Point labeling items:
--*--

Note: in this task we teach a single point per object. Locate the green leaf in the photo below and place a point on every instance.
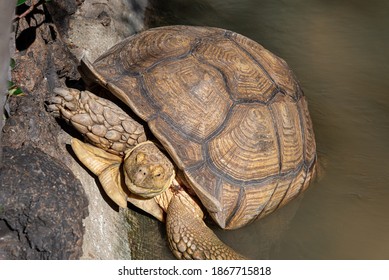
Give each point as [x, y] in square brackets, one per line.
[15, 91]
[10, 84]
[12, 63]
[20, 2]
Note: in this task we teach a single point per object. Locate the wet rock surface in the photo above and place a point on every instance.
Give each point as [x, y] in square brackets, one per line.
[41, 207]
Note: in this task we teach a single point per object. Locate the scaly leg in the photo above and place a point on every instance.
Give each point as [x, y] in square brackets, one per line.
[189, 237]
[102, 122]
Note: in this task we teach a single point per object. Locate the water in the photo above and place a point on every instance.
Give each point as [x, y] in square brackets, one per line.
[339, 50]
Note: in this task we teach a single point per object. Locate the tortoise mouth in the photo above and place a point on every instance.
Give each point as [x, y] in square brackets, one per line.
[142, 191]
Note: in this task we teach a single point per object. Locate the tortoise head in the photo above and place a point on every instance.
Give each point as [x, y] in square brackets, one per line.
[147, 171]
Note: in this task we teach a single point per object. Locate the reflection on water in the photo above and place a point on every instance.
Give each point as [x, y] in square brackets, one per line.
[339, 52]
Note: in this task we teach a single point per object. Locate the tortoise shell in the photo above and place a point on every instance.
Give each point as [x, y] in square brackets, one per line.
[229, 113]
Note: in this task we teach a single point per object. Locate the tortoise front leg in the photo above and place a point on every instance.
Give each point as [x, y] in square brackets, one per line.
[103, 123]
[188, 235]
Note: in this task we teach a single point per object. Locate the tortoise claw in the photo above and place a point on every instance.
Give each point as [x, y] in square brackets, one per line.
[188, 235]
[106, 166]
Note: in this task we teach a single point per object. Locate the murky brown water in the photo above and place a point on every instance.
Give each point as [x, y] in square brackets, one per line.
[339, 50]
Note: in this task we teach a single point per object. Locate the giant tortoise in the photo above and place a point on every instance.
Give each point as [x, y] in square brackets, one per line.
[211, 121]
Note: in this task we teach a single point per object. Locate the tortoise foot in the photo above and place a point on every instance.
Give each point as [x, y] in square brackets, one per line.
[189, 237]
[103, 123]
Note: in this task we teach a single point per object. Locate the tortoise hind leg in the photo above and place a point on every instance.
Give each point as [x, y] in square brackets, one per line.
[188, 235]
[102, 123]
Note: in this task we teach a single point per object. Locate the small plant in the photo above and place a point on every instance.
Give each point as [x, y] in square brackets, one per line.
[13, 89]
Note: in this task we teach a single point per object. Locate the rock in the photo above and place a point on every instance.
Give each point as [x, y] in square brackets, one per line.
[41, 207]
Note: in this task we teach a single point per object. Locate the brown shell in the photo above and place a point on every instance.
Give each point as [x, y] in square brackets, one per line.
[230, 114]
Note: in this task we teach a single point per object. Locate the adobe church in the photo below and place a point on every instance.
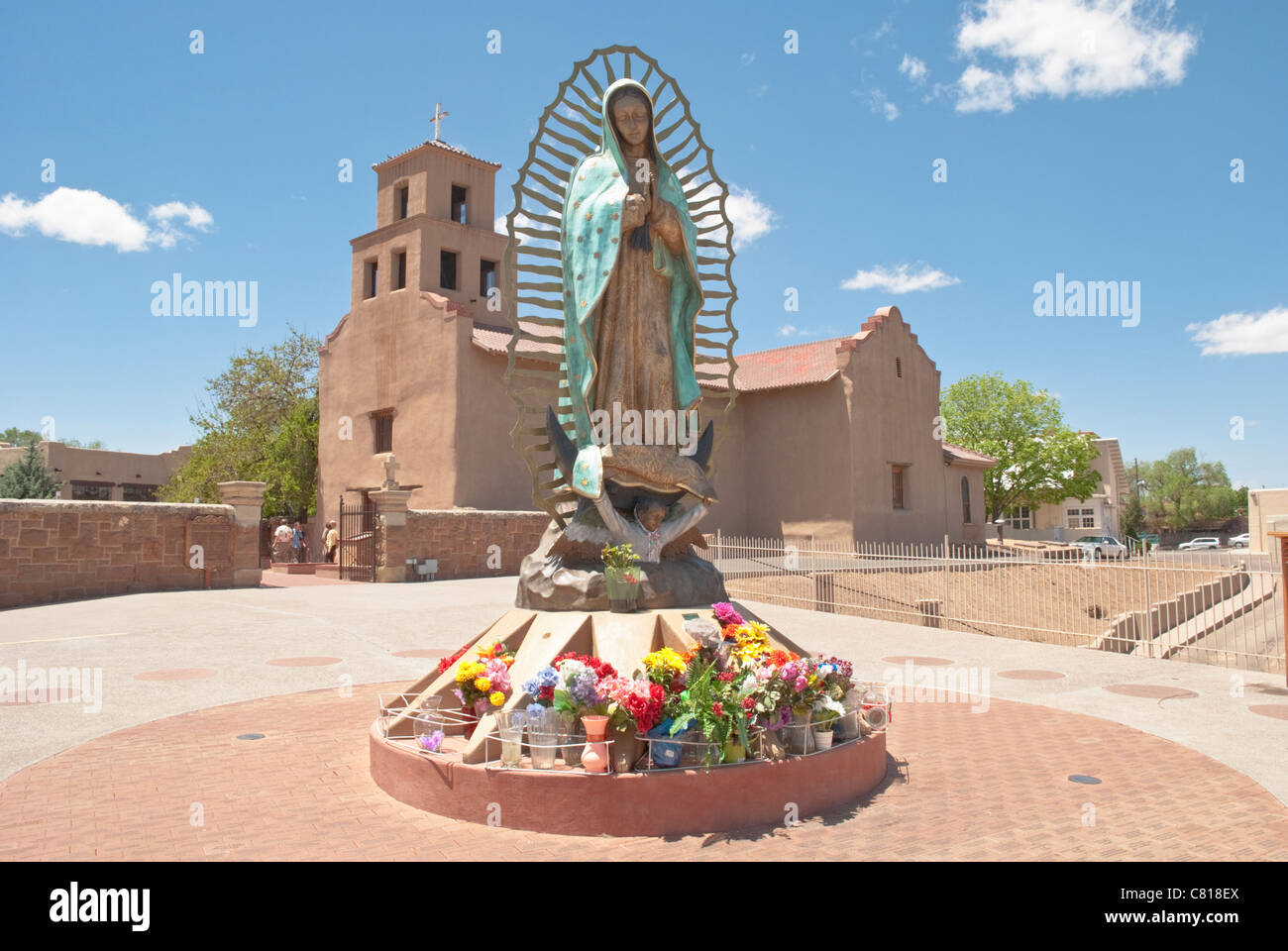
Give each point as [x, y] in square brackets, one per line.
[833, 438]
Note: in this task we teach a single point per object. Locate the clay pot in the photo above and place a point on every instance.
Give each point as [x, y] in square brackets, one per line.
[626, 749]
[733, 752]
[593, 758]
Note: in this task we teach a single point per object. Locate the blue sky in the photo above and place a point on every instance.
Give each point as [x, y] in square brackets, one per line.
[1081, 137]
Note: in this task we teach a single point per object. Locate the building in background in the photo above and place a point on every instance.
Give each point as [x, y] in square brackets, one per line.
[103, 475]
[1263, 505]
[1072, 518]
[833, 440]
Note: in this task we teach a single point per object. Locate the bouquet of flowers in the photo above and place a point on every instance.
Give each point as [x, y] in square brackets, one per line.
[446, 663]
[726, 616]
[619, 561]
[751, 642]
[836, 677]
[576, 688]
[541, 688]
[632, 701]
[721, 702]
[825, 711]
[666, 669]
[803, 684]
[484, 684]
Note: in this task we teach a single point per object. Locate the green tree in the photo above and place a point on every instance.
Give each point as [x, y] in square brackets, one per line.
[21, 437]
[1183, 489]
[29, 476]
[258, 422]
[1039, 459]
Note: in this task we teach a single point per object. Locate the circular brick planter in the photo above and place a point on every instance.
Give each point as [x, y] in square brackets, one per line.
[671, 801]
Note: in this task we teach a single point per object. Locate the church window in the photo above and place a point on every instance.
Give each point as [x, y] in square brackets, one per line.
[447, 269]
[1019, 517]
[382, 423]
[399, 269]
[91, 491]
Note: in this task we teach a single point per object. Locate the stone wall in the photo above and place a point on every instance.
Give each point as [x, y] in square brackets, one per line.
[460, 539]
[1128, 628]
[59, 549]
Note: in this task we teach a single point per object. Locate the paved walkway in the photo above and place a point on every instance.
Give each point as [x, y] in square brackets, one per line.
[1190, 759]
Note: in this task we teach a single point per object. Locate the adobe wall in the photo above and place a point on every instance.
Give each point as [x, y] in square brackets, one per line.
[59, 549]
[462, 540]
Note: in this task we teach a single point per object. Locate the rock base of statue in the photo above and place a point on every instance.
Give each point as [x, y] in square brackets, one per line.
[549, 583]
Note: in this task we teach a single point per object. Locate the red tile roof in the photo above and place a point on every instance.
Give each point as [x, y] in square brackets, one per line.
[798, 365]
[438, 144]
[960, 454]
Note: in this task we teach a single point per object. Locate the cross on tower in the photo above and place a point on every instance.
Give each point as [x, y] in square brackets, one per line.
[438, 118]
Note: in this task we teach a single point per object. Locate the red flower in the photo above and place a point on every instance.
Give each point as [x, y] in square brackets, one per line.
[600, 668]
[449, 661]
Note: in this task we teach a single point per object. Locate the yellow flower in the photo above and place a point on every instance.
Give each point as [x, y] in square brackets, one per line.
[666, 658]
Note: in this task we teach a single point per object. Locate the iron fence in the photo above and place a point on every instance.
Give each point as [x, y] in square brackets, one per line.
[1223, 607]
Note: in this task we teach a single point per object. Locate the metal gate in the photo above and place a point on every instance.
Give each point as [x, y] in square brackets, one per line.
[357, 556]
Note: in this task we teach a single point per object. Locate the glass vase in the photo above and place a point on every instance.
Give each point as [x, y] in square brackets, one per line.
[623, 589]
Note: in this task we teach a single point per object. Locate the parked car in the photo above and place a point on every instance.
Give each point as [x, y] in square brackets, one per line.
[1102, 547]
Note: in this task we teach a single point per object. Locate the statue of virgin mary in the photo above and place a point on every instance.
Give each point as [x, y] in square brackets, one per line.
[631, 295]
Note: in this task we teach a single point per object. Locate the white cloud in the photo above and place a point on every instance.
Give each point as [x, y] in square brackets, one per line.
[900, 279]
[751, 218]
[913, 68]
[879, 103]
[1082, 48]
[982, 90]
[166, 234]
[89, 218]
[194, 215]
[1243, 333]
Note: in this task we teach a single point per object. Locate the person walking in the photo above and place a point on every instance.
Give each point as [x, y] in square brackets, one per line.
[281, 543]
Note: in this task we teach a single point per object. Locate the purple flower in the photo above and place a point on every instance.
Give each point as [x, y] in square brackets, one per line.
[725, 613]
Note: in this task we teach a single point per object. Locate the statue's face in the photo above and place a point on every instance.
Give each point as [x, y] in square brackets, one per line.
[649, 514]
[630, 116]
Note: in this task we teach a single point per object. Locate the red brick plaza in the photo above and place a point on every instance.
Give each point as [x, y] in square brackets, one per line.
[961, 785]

--*--

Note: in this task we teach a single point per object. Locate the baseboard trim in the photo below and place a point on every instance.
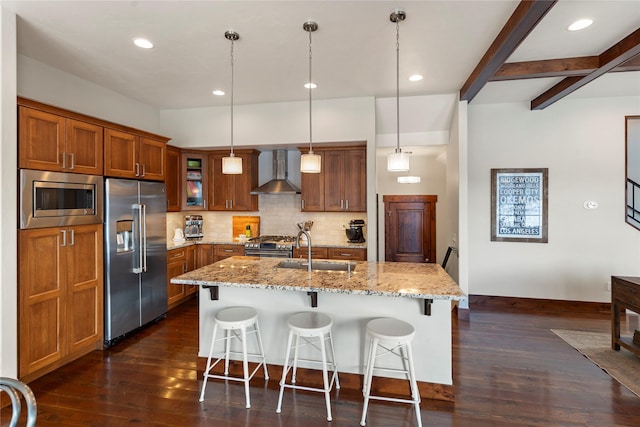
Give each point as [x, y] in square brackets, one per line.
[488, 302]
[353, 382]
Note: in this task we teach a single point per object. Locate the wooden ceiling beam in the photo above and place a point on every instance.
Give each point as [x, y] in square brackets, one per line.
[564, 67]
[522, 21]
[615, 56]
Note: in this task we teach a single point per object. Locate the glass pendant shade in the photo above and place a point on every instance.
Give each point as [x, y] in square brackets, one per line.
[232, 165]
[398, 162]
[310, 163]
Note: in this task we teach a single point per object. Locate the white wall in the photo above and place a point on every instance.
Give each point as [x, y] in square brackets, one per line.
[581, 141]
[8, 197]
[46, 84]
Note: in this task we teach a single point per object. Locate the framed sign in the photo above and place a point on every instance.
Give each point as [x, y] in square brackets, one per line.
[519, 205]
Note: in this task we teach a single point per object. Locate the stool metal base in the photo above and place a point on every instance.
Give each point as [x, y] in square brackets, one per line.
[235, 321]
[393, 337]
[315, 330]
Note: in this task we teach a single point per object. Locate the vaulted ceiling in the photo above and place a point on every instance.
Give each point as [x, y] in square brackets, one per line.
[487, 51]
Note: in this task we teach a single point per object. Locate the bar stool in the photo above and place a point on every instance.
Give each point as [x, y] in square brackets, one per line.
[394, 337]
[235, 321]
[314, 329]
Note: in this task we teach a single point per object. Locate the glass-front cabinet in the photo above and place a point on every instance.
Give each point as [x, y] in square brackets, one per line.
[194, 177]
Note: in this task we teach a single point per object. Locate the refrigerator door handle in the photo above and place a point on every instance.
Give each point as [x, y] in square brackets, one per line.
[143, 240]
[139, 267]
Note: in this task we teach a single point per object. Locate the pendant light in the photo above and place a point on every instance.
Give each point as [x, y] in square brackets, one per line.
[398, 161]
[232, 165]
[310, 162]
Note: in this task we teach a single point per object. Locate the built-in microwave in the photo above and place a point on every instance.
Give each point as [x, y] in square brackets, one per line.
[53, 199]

--*--

Count the lines of the items above that contain the word "brown". Reply with the number alone.

2